Restate the records that follow word for word; no pictures should appear.

**** RECORDS FOR PROCESSING

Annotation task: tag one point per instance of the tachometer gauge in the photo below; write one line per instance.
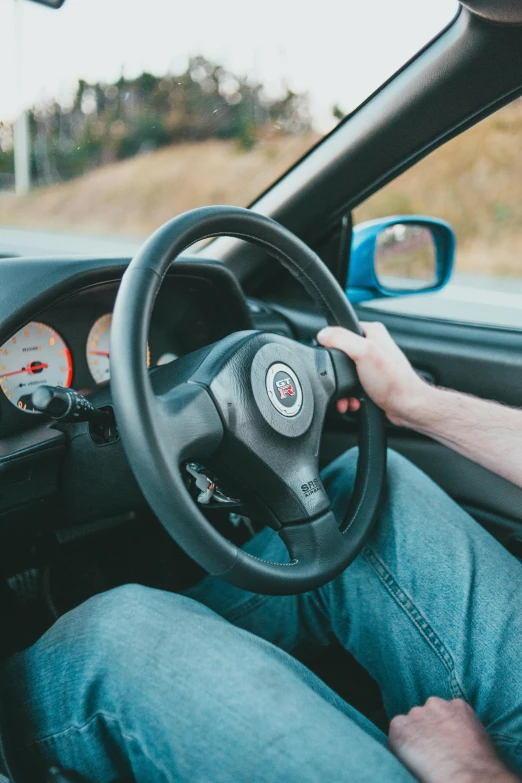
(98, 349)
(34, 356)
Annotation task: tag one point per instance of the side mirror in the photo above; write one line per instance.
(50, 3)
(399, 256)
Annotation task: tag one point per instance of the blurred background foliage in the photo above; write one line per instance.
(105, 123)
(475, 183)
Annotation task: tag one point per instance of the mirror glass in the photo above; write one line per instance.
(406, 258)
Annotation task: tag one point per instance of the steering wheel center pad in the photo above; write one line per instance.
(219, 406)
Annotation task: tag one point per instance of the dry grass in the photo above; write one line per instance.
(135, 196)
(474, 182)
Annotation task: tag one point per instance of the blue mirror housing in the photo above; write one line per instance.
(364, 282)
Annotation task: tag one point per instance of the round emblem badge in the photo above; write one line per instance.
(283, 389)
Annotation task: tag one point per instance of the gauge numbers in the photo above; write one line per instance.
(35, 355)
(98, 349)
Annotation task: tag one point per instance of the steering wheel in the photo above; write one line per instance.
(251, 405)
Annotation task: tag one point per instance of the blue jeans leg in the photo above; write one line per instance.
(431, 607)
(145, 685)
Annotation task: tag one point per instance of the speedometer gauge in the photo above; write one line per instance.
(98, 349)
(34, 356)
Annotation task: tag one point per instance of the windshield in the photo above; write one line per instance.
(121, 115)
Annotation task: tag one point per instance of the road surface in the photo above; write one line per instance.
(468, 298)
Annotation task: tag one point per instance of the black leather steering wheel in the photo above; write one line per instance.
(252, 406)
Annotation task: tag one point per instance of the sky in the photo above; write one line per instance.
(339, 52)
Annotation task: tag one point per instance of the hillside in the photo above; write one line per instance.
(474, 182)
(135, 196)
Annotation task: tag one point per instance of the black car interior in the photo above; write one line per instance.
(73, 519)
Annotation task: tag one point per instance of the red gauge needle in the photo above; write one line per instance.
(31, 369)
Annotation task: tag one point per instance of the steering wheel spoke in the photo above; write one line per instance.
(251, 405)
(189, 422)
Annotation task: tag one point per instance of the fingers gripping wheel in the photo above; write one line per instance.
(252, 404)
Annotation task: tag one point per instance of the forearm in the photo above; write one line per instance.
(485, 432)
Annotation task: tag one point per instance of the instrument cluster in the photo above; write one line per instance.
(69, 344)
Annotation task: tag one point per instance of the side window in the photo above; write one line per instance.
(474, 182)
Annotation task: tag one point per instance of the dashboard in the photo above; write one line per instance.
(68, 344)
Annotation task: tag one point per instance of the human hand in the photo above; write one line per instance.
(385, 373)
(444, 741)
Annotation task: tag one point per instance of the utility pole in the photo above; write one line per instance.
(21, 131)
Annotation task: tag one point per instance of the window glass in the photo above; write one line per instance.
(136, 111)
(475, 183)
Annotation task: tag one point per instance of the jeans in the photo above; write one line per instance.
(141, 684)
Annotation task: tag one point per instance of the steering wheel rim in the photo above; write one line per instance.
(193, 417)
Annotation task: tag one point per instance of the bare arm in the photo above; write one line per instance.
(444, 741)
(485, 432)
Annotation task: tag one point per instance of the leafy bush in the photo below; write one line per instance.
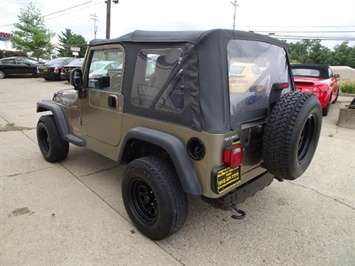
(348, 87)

********

COMPLETE ANSWER ▸
Annotation task: tag one point per instance of the tachometer gauge in the photo below; write one line per instance.
(98, 349)
(34, 356)
Annotation task: tag one point per instance of the side mirror in the photo above; write one line per instance.
(50, 3)
(399, 256)
Annotation task: tag one point per instance of the blurred background foliage in the photo above; write one line per instance.
(105, 123)
(475, 183)
Annotation task: tag one point per instance of the mirror glass in the photo above; write one line per instance.
(406, 258)
Annotation task: tag one point per instance of the steering wheel center pad in the photo above; write one line per instance.
(219, 406)
Annotation task: tag one point per instance of the dry grass in the photo above; write one line per instance.
(135, 196)
(474, 182)
Annotation task: tag one point per instance of the blue mirror housing in the photo above; write one line per instance.
(364, 282)
Annotation task: tag one point per instance of the round emblem badge in the photo above; write one line per instance.
(283, 389)
Annotation task: tag one point per instance of the gauge numbers in the photo above; write one line per instance.
(35, 355)
(98, 349)
Annotation task: tag one point per instance of the steering wheel in the photo above; write one line per instance.
(251, 405)
Annotation task: tag one point per instance of the blue jeans leg in the photo above; write one line per instance.
(431, 607)
(145, 685)
Annotation task: tag one point per instance of the speedometer gauge in the photo above; write one line per instance.
(98, 349)
(34, 356)
Annotation task: tag one point per instance of the windshield in the photo above; write one line per instance.
(121, 115)
Annotation task: tag one point per instance of the road surface in the photo above; write one line per instance.
(468, 298)
Annotation task: tag one point per instance of the black leather steering wheel in the photo above; write one line per instance.
(252, 406)
Annotation task: tag one point per instance of the sky in the photo above; write one line per instance.
(339, 52)
Annotation task: tag one point per instance of the hillside in the photo above; write one line per instance.
(474, 182)
(135, 196)
Annotation task: tag one point per instance of the black car interior in the photo above; write one line per instance.
(73, 519)
Annotation task: tag one point per instance of the red gauge needle in the photo above; write one line per instance.
(31, 369)
Annotation task: tag one point per instance of the steering wheel spoke in the photo above; write one line per instance.
(251, 405)
(189, 422)
Annotation task: tag one point per instance of the fingers gripping wheel in the photo above; write one line per instance.
(252, 404)
Annotation task: tag one point per instance of the forearm in the photo above; write one line per instance.
(485, 432)
Annotation task: tag one point per instance of the instrument cluster in the photo above; write one line per instance.
(69, 344)
Annotation task: tag one point per instance of the side window in the photo above; write one line per instance.
(474, 182)
Annotation task: tag one point per instance of the dashboard in the photo above; write one line per instance.
(68, 344)
Annotation task: tag one point per instance of the human hand in the photo above; write one line per instance.
(385, 373)
(444, 741)
Annotation task: tag one point per instance of the utility pole in the photo above; write one line per instance.
(21, 131)
Annotation task: tag one point per instance of the window glass in the photo above; write one line per instance.
(136, 111)
(475, 183)
Annotation task: tag one point per instance of the jeans in the photo above; write one line per instance.
(141, 684)
Annotation task: tag one point per instance of the steering wheel rim in the photo above; write one line per instance.
(193, 417)
Annotation task: tag one point per instance of the bare arm in the photo above; write one line per instance.
(444, 741)
(485, 432)
Annotation task: tag one point per instance of the leafy bush in the photo below; write one line per instance.
(348, 87)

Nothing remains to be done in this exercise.